*** INPUT DATA ***

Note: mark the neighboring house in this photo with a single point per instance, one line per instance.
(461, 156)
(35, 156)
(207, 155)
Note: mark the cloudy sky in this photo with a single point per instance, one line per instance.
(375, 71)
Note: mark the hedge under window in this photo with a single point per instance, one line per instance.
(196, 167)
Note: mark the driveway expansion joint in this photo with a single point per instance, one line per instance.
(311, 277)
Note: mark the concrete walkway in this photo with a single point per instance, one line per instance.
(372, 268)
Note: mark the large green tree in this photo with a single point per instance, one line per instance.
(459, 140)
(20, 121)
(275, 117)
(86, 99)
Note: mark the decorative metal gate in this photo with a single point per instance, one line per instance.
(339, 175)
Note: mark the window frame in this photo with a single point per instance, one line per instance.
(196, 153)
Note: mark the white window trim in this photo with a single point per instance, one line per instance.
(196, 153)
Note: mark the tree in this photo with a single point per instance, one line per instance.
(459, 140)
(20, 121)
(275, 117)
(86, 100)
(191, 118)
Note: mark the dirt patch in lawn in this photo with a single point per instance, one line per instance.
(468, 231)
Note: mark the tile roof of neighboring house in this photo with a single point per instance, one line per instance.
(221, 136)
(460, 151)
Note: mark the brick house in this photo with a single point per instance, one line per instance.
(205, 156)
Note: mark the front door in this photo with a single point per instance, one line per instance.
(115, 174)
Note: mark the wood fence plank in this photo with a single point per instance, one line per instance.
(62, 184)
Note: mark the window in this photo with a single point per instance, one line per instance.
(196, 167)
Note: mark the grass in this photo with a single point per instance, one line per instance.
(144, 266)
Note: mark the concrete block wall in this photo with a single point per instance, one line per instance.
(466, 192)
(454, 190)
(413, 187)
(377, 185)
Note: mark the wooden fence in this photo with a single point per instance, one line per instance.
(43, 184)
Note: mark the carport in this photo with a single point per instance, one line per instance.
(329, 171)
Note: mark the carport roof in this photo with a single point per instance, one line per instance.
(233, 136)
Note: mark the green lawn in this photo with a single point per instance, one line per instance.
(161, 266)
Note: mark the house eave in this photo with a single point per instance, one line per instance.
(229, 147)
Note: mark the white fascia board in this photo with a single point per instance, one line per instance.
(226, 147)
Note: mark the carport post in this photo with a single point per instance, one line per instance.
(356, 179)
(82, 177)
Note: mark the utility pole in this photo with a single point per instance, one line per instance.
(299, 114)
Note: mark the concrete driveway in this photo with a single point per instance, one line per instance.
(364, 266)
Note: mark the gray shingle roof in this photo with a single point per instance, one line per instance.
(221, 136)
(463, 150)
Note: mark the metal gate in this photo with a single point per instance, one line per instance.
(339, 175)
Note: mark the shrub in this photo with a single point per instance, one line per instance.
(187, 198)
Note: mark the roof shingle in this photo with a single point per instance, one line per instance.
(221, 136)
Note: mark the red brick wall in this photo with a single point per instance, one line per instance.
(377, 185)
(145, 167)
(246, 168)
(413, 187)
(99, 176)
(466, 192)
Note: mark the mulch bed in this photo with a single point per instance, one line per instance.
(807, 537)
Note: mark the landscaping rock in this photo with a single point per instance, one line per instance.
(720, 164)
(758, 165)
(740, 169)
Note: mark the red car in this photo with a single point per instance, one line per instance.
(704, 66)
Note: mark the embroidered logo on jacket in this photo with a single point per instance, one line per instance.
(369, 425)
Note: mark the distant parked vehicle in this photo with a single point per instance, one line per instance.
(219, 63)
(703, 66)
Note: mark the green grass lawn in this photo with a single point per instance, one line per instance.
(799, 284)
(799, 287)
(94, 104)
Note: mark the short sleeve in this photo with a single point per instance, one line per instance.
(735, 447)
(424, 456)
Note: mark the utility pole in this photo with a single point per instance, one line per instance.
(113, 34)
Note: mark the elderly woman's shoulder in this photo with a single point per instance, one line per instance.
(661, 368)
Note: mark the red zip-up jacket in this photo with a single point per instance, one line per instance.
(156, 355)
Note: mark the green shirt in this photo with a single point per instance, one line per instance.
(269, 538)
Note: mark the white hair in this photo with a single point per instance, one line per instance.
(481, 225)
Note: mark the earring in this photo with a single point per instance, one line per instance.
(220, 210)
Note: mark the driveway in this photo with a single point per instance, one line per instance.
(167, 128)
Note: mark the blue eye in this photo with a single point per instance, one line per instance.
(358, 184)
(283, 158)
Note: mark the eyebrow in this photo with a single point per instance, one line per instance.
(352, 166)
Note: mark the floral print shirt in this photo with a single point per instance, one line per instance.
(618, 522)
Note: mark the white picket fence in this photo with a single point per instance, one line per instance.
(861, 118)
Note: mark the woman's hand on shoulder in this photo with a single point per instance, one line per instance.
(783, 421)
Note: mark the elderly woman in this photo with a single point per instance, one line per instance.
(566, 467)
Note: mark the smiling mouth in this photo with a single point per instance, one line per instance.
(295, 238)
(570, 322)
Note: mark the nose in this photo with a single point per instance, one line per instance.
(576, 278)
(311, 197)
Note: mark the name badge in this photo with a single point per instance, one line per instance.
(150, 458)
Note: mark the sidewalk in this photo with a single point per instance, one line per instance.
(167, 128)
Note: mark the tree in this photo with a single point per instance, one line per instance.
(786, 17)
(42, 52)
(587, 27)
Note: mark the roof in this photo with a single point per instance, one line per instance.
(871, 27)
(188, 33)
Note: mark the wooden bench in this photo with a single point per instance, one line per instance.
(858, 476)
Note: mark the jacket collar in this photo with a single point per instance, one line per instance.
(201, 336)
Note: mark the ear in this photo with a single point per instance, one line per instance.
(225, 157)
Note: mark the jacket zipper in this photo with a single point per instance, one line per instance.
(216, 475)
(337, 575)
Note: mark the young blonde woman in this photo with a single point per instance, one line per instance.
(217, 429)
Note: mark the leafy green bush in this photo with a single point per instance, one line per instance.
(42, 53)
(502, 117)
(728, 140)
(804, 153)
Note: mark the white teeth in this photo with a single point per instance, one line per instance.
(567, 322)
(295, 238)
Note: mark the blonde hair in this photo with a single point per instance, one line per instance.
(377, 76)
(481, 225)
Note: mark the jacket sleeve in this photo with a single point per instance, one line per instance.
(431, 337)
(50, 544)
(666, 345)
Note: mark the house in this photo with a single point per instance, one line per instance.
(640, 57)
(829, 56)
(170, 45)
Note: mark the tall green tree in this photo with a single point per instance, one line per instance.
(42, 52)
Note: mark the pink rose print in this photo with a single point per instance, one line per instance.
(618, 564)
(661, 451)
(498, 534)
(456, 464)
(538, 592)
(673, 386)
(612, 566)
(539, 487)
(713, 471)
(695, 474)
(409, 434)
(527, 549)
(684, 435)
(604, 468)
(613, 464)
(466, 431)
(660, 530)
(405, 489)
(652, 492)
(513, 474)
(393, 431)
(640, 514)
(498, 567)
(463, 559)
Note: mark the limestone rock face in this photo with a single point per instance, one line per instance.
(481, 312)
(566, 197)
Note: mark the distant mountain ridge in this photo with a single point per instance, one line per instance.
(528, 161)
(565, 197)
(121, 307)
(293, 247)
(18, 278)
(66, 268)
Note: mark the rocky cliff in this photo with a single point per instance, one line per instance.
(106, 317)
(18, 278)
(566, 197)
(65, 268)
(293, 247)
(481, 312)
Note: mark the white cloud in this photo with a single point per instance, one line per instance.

***

→ THE TASK: All records above must be printed again, exactly.

→ EXERCISE ANSWER:
Note: mark the neighboring house in this photo with a single point per instance, one line per instance.
(461, 156)
(35, 156)
(207, 155)
Note: mark the cloudy sky in this photo with a single point per instance, one line per instance.
(375, 71)
Note: mark the hedge under window in this photo with a single point per instance, one line per instance.
(196, 167)
Note: mark the driveway expansion joint in this photo with a single point per instance, one line per instance.
(311, 277)
Note: mark the concrete walkway in this photo with a single point per instance, one line per instance.
(372, 268)
Note: mark the large green tree in this photo with a single point per instance, one line per instance.
(459, 140)
(20, 121)
(275, 117)
(86, 99)
Note: mark the decorative metal gate in this photo with a single point per instance, one line per instance.
(339, 175)
Note: mark the window frame in this photo with a single point per instance, one line per instance.
(196, 153)
Note: mark the white window trim in this photo with a single point per instance, one line per instance.
(196, 153)
Note: mark the tree in this photo with a single point per instance, one line per instance.
(459, 140)
(20, 121)
(275, 117)
(86, 100)
(191, 118)
Note: mark the dirt patch in lawn in this photo with a single point per instance, one line per instance.
(468, 231)
Note: mark the tile roof of neighboring house in this photo with a single point per instance, one line per instance.
(221, 136)
(460, 151)
Note: mark the brick house in this photo with a single point per instance, one line per instance.
(205, 156)
Note: mark the front door in this photo with a single point per instance, one line per instance.
(115, 174)
Note: mark the wood fence plank in this photo with a single point per instance, one line per instance.
(62, 184)
Note: mark the window in this photo with a single point per instance, one line per instance.
(196, 167)
Note: mark the grass in this photo with a single point per instance, one line per instance.
(144, 266)
Note: mark the concrete block wall in this photo with a single point per instance, one line per instance.
(466, 192)
(454, 190)
(413, 187)
(377, 185)
Note: mark the wooden fence in this photo with a single point per instance, one line per instance.
(43, 184)
Note: mark the carport in this photo with a single point per instance, one line per instance.
(329, 171)
Note: mark the carport roof in this photo with a single point per instance, one line per instance.
(233, 136)
Note: mark the green lawn in this photo with a single point per instance, one line per instance.
(161, 266)
Note: mark the house eave in this photo with a single point per instance, one line per instance.
(229, 147)
Note: mark the white fascia board in this photo with a single point per instance, one line per instance.
(226, 147)
Note: mark the carport post in this photo with a single point per instance, one line per instance.
(356, 179)
(82, 177)
Note: mark the utility pole in this photo with a single point per instance, one line per instance.
(299, 114)
Note: mark the concrete driveway in this photo with a single point per instance, one line per instance.
(364, 266)
Note: mark the gray shingle roof in this photo with a single point per instance, one line per instance.
(221, 136)
(463, 150)
Note: mark the metal gate in this photo with a single point per instance, one line per instance.
(339, 175)
Note: mark the shrub in this photo with a single point per instance, one line per instance.
(187, 198)
Note: mark the roof shingle in this photo with a single point per instance, one line per instance.
(221, 136)
Note: mark the red brick wall in this photo with a single point per instance, one line per instance.
(377, 185)
(145, 167)
(246, 168)
(413, 187)
(99, 176)
(466, 192)
Note: mark the mulch bed in this photo with a single point per instance, one line per instance.
(807, 537)
Note: mark the landscaping rock in this photo with a single point per instance, one line per instance.
(720, 164)
(758, 165)
(740, 169)
Note: mark the red car in this photo with a single point per instance, one line per instance.
(704, 66)
Note: mark the embroidered logo on jacket in this photo with a single point per instance, one line per instance.
(369, 425)
Note: mark the distant parked vehicle in this photo with a single point per instance, one line per instance.
(219, 63)
(703, 66)
Note: mark the green grass lawn in this photo with a single point per instance, one line per instance.
(799, 284)
(799, 287)
(94, 104)
Note: mark the short sleeve in this photo with a single point per instance, one line per instance.
(735, 447)
(424, 456)
Note: mark the utility pole in this photo with a single point per instance, one line per instance.
(113, 34)
Note: mark the elderly woman's shoulder in this photo with a single point per instance, one line per instance.
(661, 368)
Note: mark the red zip-up jacket in this photo with a single point per instance, one line per instance.
(156, 355)
Note: mark the green shirt in this photo with a single point per instance, one line per instance.
(269, 538)
Note: mark the white hair in this photo with a single point per instance, one line per instance.
(481, 225)
Note: mark the earring in this photo with a single point per instance, one line per instance.
(220, 210)
Note: mark the driveway in this photo with a single point per instance, one line per instance.
(167, 128)
Note: mark the blue eye in this photo with a single point per instance, one line per instance.
(358, 184)
(283, 158)
Note: mark the eyebrow in this photo with a single point per instance, one line per instance.
(352, 166)
Note: mark the floral print shirt in this photo with a single point per instance, one line per instance.
(618, 522)
Note: mark the white picket fence in this photo with a single point per instance, one line per instance.
(861, 118)
Note: mark the woman's hand on shoulder in this photo with a single point per instance, one line per instance.
(783, 421)
Note: mark the elderly woman in this photo with a single point per instance, one line per instance.
(566, 467)
Note: mark the smiling mouth in this photo with a single point per instance, one line per instance.
(295, 238)
(570, 322)
Note: mark the nose in this photo with a single point per instance, one line per instance.
(576, 278)
(311, 197)
Note: mark the name badge in this photo with a single point per instance, one line per instance.
(150, 458)
Note: mark the sidewalk in this photo with a single point per instance, one line per instance.
(167, 128)
Note: mark the tree in this photo with a single point per instance, one line per instance.
(786, 17)
(42, 52)
(587, 27)
Note: mark the roof in this photo with a single point per instance, one line per instance.
(871, 27)
(188, 33)
Note: mark the wooden bench in this photo with a single point per instance, one line per instance.
(858, 476)
Note: mark the jacket collar in this photo with a single point per instance, one line per instance.
(201, 336)
Note: mark the ear in this photo with a single point per instance, one line per instance.
(225, 157)
Note: mark the jacket zipper in this photo with a single point per instance, one line per instance.
(216, 475)
(337, 575)
Note: mark the young blonde woman in this photo with a single point per instance, one line per instance.
(217, 429)
Note: mark the leafy green bush in this photo with a single point per instance, one line per instance.
(42, 53)
(502, 117)
(728, 140)
(804, 153)
Note: mark the white teeth in this photo with a single point per instance, one line per instance.
(567, 322)
(295, 238)
Note: mark the blonde hair in this photo with a single point per instance, one line per instance.
(377, 76)
(481, 225)
Note: mark the jacket sleeve in this photo with a single point per instance, one line per instance.
(431, 337)
(50, 544)
(666, 345)
Note: mark the house in this photo with a single point per instance, one line per instance.
(640, 57)
(829, 56)
(170, 45)
Note: mark the tall green tree in this photo with a single point per instance, one line per instance.
(42, 52)
Note: mark the pink rose print in this photo with a single point per instance, one line per instance.
(618, 564)
(661, 451)
(498, 534)
(456, 464)
(538, 592)
(673, 386)
(612, 566)
(539, 487)
(713, 471)
(695, 474)
(409, 434)
(527, 549)
(684, 435)
(604, 468)
(613, 464)
(466, 431)
(660, 530)
(405, 489)
(652, 492)
(513, 474)
(393, 431)
(640, 514)
(498, 567)
(463, 559)
Note: mark the limestone rock face in this photo with a single point per instance, one line per instance.
(481, 312)
(566, 197)
Note: mark the distant mountain ridge in this photo with a single point per instance, one line per instance.
(528, 161)
(565, 197)
(121, 307)
(293, 247)
(18, 278)
(66, 268)
Note: mark the rocky cliff in this photo with a single point per instance, one line per instance.
(106, 317)
(18, 278)
(566, 197)
(65, 268)
(293, 247)
(481, 312)
Note: mark the white cloud in this photo with a single point per instance, one line per instance.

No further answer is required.